• Records shown
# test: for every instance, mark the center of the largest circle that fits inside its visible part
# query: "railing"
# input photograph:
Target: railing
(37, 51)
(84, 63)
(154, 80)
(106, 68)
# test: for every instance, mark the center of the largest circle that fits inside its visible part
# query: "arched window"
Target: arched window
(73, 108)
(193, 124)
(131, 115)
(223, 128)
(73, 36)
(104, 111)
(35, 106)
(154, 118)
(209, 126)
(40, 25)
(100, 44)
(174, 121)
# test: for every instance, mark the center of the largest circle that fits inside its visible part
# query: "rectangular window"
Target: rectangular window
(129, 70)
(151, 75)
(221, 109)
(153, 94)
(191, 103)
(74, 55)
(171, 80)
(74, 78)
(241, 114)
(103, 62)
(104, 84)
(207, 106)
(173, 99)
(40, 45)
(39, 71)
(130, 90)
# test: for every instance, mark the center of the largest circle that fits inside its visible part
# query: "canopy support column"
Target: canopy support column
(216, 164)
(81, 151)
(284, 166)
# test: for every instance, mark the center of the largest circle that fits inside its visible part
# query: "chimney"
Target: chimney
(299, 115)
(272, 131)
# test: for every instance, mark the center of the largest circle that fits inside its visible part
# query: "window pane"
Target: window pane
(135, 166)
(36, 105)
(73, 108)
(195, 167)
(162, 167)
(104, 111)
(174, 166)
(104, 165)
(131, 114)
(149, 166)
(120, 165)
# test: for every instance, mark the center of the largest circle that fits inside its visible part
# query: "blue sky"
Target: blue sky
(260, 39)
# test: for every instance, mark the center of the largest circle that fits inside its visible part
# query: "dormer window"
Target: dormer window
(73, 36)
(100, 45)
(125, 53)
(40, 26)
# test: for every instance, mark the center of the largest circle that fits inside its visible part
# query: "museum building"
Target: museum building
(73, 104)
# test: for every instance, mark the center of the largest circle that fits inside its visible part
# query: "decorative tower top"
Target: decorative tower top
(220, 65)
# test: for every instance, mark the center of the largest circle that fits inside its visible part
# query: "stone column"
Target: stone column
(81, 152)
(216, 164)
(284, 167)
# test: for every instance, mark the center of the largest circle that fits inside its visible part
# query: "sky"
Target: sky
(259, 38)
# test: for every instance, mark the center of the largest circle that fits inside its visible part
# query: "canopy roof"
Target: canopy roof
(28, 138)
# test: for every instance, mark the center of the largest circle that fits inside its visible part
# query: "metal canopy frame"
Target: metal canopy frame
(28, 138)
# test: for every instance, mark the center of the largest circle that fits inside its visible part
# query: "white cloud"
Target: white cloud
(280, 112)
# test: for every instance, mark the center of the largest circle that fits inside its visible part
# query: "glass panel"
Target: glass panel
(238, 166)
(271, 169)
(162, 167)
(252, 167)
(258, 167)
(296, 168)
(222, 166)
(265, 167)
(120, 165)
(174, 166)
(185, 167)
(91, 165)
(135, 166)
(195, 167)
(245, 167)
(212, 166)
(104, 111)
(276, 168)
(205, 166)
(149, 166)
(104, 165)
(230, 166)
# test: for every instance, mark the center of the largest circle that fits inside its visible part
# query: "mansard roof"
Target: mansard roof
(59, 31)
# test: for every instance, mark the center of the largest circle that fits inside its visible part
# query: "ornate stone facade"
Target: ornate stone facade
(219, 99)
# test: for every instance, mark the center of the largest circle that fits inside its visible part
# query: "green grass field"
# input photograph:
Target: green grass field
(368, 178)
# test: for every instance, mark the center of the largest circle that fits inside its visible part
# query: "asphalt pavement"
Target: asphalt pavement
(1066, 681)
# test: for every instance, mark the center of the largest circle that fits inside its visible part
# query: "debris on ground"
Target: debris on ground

• Task goal
Each line of the material above needs to be quoted exactly, please.

• Exercise response
# test: for every instance, mark the center of the largest circle that fits inside its visible part
# query: "railing"
# input photograph:
Target: railing
(37, 51)
(84, 63)
(154, 80)
(106, 68)
# test: for every instance, mark the center of the largest circle that fits inside its visible part
# query: "arched window"
Target: arched window
(73, 108)
(193, 124)
(131, 115)
(223, 128)
(73, 36)
(104, 111)
(35, 106)
(154, 118)
(209, 126)
(40, 25)
(100, 44)
(174, 121)
# test: for every instance, mark the center of the largest circle that fits inside its visible part
# query: "rectangular window"
Target: rectangular window
(129, 70)
(151, 75)
(221, 109)
(153, 94)
(191, 103)
(74, 55)
(171, 80)
(74, 78)
(241, 114)
(103, 62)
(104, 84)
(207, 106)
(173, 99)
(40, 45)
(39, 71)
(130, 90)
# test: for every instance, mark the center of the largest circle that fits inside its visible part
# query: "canopy support column"
Target: canopy support column
(216, 164)
(81, 151)
(284, 166)
# test: for every instance, mark the center of the largest circle that fits inside its visible part
# query: "chimney"
Target: chimney
(299, 115)
(272, 131)
# test: for every instance, mark the center of the largest circle that fits inside its visible part
# query: "window pane"
Target: window pane
(135, 166)
(36, 105)
(73, 108)
(195, 167)
(162, 167)
(104, 111)
(174, 166)
(104, 165)
(131, 114)
(149, 166)
(120, 165)
# test: for every instance, mark the center of the largest circle that fits inside its visible part
# query: "blue sky"
Target: blue sky
(260, 39)
# test: for every instance, mark the center of the largest circle that fits inside its visible part
# query: "dormer window"
Target: dormer window
(73, 36)
(100, 45)
(125, 53)
(40, 26)
# test: for every instance, mark the center of the largest circle that fits inside its visible part
# query: "museum building"
Target: museum building
(73, 104)
# test: for every instance, mark the center of the largest circle that fits inside its visible part
# query: "decorative tower top"
Target: decorative tower top
(220, 65)
# test: for every instance, mark the center of the largest circle that fits inside its visible part
# query: "stone column"
Target: stone column
(81, 152)
(216, 164)
(284, 167)
# test: for every instance, mark the center of the largest circle that fits inside its visible part
# query: "sky"
Target: sky
(259, 38)
# test: for every instance, mark the center of the largest circle that fits inside its visible part
# query: "canopy roof"
Target: canopy roof
(28, 138)
# test: for every instance, mark the center of the largest circle that fits inside its visible part
# query: "metal canopy frame"
Target: metal canopy frame
(28, 138)
# test: for every instance, mark the center of the largest circle that fits inside its visible part
# query: "white cloud"
Target: white cloud
(280, 112)
# test: for every instance, mark the center of the largest circle that fits inside its visible part
# query: "glass panel"
Target: glass panel
(238, 166)
(271, 169)
(162, 167)
(252, 167)
(258, 167)
(296, 168)
(222, 166)
(265, 167)
(120, 165)
(174, 166)
(185, 167)
(91, 165)
(135, 166)
(195, 167)
(245, 167)
(212, 166)
(104, 111)
(276, 168)
(205, 166)
(149, 166)
(104, 165)
(230, 166)
# test: for every instance, mark the center of the largest circle that fits inside its visible part
# query: "mansard roof"
Target: mansard roof
(59, 31)
# test: for every instance, mark the center of the largest circle that fits inside its visible part
# query: "ornate stone facade"
Target: ornate stone facade
(219, 99)
# test: for every instance, mark the center of the largest circle that fits inside its visible part
# query: "green grass field"
# input photograph:
Target: green grass field
(368, 178)
# test: for every instance, mark the center of the largest circle that fits inside its visible part
# query: "asphalt pavement"
Target: asphalt pavement
(1066, 681)
# test: for every instance, mark the center of the largest circle that fits inside its visible part
# query: "debris on ground"
Target: debris on ground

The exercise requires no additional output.